Task requirements: Quote each of the following lines word for word, with nothing left out or changed.

BEGIN

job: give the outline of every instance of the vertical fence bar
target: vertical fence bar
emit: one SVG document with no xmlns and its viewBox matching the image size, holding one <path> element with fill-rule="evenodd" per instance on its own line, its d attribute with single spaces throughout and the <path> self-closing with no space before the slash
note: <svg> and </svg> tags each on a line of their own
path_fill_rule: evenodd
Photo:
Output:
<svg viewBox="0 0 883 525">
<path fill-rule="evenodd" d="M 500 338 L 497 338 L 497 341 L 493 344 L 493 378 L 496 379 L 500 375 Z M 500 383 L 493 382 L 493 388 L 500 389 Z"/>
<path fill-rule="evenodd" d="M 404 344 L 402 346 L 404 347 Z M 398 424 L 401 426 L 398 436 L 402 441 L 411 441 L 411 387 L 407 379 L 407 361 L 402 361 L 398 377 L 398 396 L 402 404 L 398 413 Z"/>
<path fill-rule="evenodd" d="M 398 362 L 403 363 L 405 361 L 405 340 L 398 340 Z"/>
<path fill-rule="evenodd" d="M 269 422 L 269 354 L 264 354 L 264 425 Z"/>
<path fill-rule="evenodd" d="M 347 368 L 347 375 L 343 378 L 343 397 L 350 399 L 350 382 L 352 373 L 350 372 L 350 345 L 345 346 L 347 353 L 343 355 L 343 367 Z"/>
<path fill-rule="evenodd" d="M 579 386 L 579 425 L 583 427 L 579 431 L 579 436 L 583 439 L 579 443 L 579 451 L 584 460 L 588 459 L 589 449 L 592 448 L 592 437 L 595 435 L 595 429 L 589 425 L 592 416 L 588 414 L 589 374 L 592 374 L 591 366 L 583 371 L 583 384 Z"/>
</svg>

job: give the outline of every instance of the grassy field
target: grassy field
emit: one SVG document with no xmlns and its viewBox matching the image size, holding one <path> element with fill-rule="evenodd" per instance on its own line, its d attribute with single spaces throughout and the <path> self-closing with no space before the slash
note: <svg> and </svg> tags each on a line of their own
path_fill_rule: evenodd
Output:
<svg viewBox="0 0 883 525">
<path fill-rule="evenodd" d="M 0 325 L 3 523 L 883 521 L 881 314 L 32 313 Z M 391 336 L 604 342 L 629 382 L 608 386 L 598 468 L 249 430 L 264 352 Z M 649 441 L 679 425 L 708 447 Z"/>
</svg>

END

Response to the exercise:
job: give the outline of every instance of the vertical fence bar
target: vertical fence bar
emit: one SVG document with no xmlns and its viewBox matching the image size, holding one <path> element with fill-rule="evenodd" per instance on its own line, its d attribute with single spaces throughout and the <path> self-closing with no space before the slash
note: <svg> and </svg> tags each on a line of their own
path_fill_rule: evenodd
Photo:
Output:
<svg viewBox="0 0 883 525">
<path fill-rule="evenodd" d="M 500 338 L 497 338 L 497 341 L 493 344 L 493 378 L 496 379 L 500 375 Z M 500 383 L 493 382 L 493 388 L 500 389 Z"/>
<path fill-rule="evenodd" d="M 404 344 L 402 346 L 404 347 Z M 398 424 L 401 426 L 398 436 L 402 441 L 411 441 L 411 387 L 407 379 L 407 361 L 402 361 L 398 377 L 398 396 L 402 404 L 398 413 Z"/>
<path fill-rule="evenodd" d="M 398 362 L 403 363 L 405 361 L 405 340 L 398 340 Z"/>
<path fill-rule="evenodd" d="M 269 422 L 269 354 L 264 354 L 264 425 Z"/>
<path fill-rule="evenodd" d="M 347 368 L 347 375 L 343 378 L 343 397 L 350 399 L 350 382 L 352 373 L 350 372 L 350 345 L 345 346 L 347 353 L 343 355 L 343 367 Z"/>
<path fill-rule="evenodd" d="M 579 386 L 579 425 L 583 427 L 579 431 L 579 436 L 583 439 L 579 443 L 579 451 L 584 460 L 588 459 L 589 449 L 592 448 L 592 437 L 595 435 L 595 429 L 589 425 L 592 416 L 588 414 L 589 374 L 592 374 L 591 366 L 583 371 L 583 384 Z"/>
</svg>

job: give the outline of every instance of the grassy field
target: grassy field
emit: one SVG document with no xmlns and its viewBox matching the image size, holding one <path> element with fill-rule="evenodd" per instance on its own line, its d attribute with single spaces throughout and the <path> self-closing with no space before the slash
note: <svg> and </svg> tags each on a line of their own
path_fill_rule: evenodd
Output:
<svg viewBox="0 0 883 525">
<path fill-rule="evenodd" d="M 0 325 L 3 523 L 883 521 L 881 314 L 32 313 Z M 391 336 L 604 342 L 629 382 L 608 386 L 598 468 L 249 430 L 264 352 Z M 649 441 L 679 425 L 708 447 Z"/>
</svg>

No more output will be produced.